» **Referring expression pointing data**
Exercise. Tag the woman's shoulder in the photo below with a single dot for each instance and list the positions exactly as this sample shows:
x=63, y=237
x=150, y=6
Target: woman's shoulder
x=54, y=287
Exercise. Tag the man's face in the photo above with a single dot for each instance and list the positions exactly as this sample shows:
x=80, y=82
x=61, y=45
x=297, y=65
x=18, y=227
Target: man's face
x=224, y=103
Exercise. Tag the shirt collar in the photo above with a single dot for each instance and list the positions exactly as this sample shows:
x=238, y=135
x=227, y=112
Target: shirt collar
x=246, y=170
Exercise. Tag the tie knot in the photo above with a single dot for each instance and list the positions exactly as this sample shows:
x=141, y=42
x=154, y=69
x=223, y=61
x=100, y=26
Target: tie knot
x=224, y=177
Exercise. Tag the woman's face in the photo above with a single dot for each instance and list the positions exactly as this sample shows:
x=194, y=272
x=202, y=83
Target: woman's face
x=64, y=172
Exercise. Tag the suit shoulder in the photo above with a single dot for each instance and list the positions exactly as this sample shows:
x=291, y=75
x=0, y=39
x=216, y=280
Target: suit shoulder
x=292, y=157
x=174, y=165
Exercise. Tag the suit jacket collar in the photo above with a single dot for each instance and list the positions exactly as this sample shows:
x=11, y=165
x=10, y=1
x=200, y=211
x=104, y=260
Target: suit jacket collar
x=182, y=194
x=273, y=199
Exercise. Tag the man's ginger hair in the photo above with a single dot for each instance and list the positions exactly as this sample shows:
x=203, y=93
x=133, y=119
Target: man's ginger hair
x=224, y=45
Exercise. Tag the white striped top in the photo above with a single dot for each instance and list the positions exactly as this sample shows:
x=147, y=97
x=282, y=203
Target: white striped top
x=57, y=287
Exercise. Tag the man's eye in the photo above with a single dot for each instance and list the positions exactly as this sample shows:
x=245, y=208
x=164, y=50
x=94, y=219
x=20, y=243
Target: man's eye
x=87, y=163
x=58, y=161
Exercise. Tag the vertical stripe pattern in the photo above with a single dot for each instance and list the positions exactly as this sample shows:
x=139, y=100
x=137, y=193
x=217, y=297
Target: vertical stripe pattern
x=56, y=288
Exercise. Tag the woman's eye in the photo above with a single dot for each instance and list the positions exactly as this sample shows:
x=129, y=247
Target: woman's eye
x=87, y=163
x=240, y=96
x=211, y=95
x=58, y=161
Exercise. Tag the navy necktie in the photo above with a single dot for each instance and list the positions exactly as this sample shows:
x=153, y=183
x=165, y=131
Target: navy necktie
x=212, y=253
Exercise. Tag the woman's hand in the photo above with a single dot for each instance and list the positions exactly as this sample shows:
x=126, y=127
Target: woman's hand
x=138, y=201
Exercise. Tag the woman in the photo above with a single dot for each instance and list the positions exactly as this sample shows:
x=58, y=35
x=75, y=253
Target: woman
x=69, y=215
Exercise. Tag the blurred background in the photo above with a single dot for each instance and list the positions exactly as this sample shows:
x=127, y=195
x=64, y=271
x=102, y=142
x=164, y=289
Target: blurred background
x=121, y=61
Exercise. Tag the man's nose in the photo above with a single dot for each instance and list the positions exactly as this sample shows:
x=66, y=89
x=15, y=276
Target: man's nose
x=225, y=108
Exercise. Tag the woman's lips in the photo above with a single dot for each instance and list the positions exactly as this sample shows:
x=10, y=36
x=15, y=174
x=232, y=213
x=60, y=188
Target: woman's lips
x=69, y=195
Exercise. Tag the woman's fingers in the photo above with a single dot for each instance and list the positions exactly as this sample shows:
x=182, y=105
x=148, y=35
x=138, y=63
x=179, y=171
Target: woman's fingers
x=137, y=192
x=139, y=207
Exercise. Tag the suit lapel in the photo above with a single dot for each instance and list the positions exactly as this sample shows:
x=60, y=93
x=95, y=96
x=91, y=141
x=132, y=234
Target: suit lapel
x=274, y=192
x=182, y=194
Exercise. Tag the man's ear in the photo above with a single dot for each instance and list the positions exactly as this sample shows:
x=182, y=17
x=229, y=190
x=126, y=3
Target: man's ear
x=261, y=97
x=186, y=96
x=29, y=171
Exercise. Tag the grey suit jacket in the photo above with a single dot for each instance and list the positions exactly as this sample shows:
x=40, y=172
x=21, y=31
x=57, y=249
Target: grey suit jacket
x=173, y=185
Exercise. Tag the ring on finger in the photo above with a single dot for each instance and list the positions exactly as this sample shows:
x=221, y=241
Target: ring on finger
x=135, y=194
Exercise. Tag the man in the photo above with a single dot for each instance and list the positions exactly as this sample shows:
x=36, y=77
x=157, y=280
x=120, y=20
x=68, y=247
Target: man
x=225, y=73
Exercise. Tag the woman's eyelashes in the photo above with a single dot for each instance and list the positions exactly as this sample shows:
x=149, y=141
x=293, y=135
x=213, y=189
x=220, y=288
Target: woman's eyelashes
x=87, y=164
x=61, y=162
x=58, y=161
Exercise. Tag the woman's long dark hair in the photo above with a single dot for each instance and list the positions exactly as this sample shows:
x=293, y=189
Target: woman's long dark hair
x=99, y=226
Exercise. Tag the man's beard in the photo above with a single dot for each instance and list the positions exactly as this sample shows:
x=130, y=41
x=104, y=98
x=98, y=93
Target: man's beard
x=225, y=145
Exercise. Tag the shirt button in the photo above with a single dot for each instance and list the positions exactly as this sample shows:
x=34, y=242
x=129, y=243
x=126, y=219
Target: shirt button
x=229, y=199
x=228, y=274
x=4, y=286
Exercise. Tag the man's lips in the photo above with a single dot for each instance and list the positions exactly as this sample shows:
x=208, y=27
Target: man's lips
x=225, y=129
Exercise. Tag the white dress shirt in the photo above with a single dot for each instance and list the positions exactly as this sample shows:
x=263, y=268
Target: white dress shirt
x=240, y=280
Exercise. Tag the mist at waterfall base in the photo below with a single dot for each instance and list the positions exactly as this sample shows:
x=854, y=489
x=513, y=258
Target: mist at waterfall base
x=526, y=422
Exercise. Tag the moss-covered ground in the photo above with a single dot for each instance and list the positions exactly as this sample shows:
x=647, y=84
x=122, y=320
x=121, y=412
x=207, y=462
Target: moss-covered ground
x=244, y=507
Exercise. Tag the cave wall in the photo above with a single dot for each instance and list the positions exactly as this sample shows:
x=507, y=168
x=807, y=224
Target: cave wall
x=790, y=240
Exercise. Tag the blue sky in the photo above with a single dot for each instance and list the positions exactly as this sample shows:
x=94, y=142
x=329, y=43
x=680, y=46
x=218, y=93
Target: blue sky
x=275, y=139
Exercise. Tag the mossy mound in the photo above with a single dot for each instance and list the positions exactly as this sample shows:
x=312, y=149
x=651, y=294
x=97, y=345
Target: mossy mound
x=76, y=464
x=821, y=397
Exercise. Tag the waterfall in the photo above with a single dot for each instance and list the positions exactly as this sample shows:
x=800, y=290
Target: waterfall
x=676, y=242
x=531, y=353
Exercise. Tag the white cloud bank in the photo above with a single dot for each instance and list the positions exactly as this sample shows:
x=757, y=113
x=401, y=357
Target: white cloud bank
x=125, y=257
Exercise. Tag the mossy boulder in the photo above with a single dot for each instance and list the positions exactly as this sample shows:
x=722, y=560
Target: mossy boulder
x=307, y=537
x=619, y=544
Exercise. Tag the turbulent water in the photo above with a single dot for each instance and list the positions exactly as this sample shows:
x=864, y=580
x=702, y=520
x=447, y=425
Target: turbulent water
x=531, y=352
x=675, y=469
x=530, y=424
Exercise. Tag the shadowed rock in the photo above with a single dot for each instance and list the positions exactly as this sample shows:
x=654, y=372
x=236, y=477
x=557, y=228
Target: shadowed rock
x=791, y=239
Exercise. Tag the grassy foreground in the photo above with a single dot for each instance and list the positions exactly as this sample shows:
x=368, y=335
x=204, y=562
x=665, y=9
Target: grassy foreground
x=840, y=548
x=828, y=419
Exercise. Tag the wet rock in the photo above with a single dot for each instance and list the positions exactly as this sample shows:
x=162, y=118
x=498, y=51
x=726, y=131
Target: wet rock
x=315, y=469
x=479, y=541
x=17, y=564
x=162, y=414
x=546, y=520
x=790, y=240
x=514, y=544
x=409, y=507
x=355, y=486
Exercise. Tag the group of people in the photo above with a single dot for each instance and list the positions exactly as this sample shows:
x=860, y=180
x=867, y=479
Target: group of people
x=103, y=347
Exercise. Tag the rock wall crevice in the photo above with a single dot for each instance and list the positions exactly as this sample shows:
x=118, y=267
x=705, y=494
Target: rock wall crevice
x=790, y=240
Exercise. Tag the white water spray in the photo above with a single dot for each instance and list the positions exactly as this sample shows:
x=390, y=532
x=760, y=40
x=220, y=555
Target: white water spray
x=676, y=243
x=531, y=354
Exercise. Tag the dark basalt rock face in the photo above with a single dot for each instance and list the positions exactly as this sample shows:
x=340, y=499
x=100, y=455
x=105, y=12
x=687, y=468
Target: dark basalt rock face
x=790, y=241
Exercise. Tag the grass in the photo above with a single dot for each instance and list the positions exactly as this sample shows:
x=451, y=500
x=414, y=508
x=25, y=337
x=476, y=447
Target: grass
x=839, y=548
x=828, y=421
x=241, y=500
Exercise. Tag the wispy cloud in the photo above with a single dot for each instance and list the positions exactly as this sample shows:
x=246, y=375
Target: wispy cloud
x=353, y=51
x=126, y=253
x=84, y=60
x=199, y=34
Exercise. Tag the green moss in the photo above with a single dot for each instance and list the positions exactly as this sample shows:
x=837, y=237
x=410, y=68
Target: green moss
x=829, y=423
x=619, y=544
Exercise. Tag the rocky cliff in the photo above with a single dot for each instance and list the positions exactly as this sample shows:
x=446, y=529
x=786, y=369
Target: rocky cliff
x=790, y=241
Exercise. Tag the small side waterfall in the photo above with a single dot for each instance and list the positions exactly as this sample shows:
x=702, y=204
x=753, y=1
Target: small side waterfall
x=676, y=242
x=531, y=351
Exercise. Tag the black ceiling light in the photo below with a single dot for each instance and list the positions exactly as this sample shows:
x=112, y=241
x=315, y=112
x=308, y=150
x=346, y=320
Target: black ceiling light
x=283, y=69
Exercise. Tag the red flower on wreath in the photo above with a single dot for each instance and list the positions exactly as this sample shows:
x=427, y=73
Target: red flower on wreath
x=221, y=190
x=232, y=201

» **ASSIGNED TASK**
Transcribe the records above from the line holding "x=34, y=242" down to the line holding "x=97, y=345", inclusive, without adding anything.

» **COMPLETED EXERCISE**
x=34, y=242
x=129, y=243
x=126, y=219
Target: shirt button
x=229, y=199
x=228, y=274
x=4, y=286
Exercise. Tag the man's lips in the photo above with a single dot for each instance and list the positions exactly as this sample shows:
x=208, y=27
Target: man's lips
x=225, y=129
Exercise. Tag the white dress shirt in the photo above with a single dot for each instance and list the positions exactly as this sample shows:
x=263, y=268
Target: white dress shirt
x=240, y=280
Exercise. Tag the mist at waterfall base in the photo below with a single dot for each instance and list the positions exactly as this sample shows:
x=854, y=489
x=513, y=258
Target: mist at waterfall base
x=526, y=422
Exercise. Tag the moss-covered ground in the photo above with a single dot for each instance and list the positions exactly as this sample shows:
x=647, y=84
x=122, y=320
x=121, y=412
x=207, y=462
Target: moss-covered ground
x=244, y=507
Exercise. Tag the cave wall in the photo above with a single dot for each instance and list the positions exactly as this sample shows:
x=507, y=168
x=807, y=224
Target: cave wall
x=790, y=240
Exercise. Tag the blue sky in the photo above with a single dot for each instance and list the positions exactly as this sample shows:
x=94, y=142
x=329, y=43
x=680, y=46
x=218, y=93
Target: blue sky
x=275, y=139
Exercise. Tag the mossy mound in the photo above with a single dot for each instance and list the positions exactly as this sample shows:
x=312, y=149
x=651, y=294
x=97, y=345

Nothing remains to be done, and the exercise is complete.